Rotating tables in Word can be tricky, as the software doesn’t have a built-in feature to directly rotate tables. However, with a few simple workarounds, you can easily change the orientation of tables from portrait to landscape or vice versa in your Word documents.
In this comprehensive guide, you’ll learn multiple methods to rotate tables in Word, along with steps, images, and tips to implement them seamlessly.
Prerequisites
Before rotating tables in Word, ensure that you have:
- The latest version of Microsoft Word installed on your Windows or Mac machine
- The Word document open with the table(s) you want to rotate
- Saved the Word document to avoid losing unsaved changes
Method 1: Use Text Direction Option
The easiest way to rotate a table in Word is by using the Text Direction command under the Layout tab. Here are the detailed steps:
Step 1: Select the Entire Table
Click on the table and choose the Layout tab in the ribbon. Next, select the whole table by clicking the icon present at the top-left corner.
Select table
Step 2: Change Text Direction
Under the Layout tab, click on Text Direction present under Alignment. Click on it multiple times to rotate the table by 90 degrees in clockwise or anti-clockwise direction.
Change text direction
Step 3: Adjust Table Borders (Optional)
If the cell borders look uneven after rotation, select the table, right-click, choose Table Properties and adjust borders under the Borders tab.
Adjust borders
The text direction change will rotate your table by 90 or 270 degrees easily. However, this method has a limitation – you cannot rotate a table freely by a custom angle.
Method 2: Use a Text Box
If you want to rotate a table in Word by a specific angle, using a text box is an effective workaround. Follow these steps:
Step 1: Copy the Table
Select the entire table first and press Ctrl+C keys to copy it. Next, click outside the table to deselect it.
Step 2: Insert Text Box and Paste
Go to Insert tab and click on Text Box. Draw a text box on the page that’s larger than your table. Right click inside the box, select Paste or press Ctrl+V to paste the copied table.

#### Data for analysis:
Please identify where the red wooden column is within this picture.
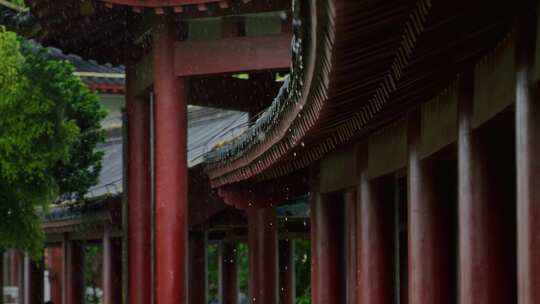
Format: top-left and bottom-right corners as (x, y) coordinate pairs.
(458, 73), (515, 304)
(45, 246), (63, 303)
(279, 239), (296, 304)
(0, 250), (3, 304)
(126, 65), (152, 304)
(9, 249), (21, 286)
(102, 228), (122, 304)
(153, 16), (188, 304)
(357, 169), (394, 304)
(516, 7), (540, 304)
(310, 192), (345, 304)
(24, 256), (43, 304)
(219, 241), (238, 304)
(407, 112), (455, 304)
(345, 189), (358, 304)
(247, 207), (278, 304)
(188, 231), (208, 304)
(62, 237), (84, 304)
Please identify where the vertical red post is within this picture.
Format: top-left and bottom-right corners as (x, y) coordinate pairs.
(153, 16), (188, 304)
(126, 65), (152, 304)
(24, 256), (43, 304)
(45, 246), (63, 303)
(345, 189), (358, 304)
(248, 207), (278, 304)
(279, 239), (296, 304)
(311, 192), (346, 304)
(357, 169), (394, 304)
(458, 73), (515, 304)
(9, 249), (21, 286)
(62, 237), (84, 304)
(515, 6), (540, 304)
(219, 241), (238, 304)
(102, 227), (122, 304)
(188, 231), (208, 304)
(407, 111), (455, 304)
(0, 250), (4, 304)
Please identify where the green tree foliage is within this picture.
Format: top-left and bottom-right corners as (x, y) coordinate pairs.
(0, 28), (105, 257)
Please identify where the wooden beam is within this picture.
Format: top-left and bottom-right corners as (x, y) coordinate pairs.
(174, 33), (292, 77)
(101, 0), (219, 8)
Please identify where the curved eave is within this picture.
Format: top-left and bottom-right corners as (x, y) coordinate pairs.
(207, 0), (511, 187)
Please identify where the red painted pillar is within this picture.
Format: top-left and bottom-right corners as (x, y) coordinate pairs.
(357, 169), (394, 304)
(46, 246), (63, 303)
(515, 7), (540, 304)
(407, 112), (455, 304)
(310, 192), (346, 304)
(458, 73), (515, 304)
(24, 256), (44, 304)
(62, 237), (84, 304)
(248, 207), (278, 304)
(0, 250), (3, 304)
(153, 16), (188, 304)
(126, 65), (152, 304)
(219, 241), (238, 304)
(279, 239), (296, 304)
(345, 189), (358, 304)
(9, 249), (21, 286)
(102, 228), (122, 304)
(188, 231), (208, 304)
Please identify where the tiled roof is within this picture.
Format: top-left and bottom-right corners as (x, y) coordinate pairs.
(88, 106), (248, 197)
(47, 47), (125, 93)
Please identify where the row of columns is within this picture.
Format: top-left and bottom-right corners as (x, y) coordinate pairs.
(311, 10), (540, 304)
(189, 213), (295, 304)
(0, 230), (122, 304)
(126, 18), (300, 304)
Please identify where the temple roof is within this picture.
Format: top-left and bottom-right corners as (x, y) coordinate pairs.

--

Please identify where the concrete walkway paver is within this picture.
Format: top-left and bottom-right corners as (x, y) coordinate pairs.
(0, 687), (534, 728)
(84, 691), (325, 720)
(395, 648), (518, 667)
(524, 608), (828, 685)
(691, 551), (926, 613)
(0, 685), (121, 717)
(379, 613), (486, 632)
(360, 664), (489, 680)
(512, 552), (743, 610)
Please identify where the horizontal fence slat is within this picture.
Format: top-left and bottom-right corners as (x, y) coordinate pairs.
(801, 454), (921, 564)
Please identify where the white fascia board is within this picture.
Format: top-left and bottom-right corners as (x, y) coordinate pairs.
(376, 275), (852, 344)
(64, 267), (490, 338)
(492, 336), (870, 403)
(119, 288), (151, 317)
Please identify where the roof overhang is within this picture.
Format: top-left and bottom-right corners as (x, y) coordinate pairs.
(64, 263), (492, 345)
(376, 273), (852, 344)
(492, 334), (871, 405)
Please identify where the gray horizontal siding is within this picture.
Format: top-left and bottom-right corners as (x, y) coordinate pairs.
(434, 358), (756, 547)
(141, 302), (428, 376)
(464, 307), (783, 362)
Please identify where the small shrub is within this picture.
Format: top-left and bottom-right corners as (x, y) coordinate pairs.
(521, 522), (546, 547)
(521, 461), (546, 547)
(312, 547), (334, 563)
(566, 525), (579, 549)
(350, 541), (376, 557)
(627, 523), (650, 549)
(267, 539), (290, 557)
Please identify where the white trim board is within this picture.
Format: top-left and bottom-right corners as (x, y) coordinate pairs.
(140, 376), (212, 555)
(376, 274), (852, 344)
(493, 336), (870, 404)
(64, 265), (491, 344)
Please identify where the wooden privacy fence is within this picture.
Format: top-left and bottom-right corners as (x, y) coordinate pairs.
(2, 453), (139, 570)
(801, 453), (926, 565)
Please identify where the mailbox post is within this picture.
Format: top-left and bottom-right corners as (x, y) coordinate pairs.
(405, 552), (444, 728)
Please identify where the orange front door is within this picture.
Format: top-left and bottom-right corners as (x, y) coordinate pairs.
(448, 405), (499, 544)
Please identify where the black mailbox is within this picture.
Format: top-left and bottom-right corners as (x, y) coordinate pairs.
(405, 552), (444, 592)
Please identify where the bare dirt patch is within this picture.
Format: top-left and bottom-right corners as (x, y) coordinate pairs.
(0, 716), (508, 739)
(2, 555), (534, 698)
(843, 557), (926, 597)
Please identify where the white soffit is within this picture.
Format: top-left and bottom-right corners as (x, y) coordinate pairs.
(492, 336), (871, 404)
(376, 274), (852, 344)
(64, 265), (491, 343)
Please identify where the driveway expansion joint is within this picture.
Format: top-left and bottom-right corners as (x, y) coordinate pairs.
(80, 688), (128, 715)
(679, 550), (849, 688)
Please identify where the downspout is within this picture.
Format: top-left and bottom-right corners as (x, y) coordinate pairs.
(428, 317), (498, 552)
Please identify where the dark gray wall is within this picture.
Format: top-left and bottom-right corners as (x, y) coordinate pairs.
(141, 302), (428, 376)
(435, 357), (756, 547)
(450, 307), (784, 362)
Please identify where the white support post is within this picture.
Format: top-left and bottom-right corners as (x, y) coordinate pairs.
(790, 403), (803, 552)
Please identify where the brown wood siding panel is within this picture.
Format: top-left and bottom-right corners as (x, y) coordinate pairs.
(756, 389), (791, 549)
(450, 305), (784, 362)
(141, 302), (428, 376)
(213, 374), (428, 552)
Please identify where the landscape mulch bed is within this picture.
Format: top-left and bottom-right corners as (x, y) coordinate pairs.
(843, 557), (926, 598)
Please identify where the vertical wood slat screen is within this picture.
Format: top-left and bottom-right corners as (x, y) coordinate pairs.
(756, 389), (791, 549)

#### Directions:
A – For each statement about the Word table rotation guide, answer yes or no on whether it agrees with the guide, and quote the guide's deciding words exactly. (i) The Text Direction command is found under the Layout tab. (ii) The Text Direction method lets you rotate a table by a custom angle. (iii) The text box should be drawn smaller than the table.
B – Write a continuation of the Word table rotation guide that starts after its last sentence.
The records have no connection to the Word table rotation guide.

#### Answers given:
A –
(i) Yes: "by using the Text Direction command under the Layout tab"
(ii) No: "you cannot rotate a table freely by a custom angle"
(iii) No: "Draw a text box on the page that’s larger than your table."

B –
Text box
Step 3: Rotate the Text Box
The text box will have the rotation handle at the top. Click and drag it to rotate the text box, along with the table freely to any desired angle.
Rotate text box
The table will now be rotated inside the text box by the exact orientation you need.
Method 3: Use Microsoft Excel
An alternate way to rotate tables in Word is by taking advantage of Excel’s transpose feature. Here are the main steps:
Step 1: Copy Table from Word
Select the entire table in Word and press Ctrl+C to copy it. Open a new Excel worksheet, right-click on Cell A1 and choose Paste. The table will be pasted in the Excel sheet.
Step 2: Transpose in Excel
With the table data selected, right-click on it, choose Copy and then right-click on a new cell to bring up the Paste Special dialog box. Check the Transpose checkbox and click OK.
Transpose in Excel
The table now gets transposed, with rows converted to columns and vice versa. Copy this transposed table in Excel.
Step 3: Paste in Word
Go back to your Word document, place the cursor at the location you want to paste the rotated table and press Ctrl+V. The table gets pasted from Excel to Word in the rotated orientation.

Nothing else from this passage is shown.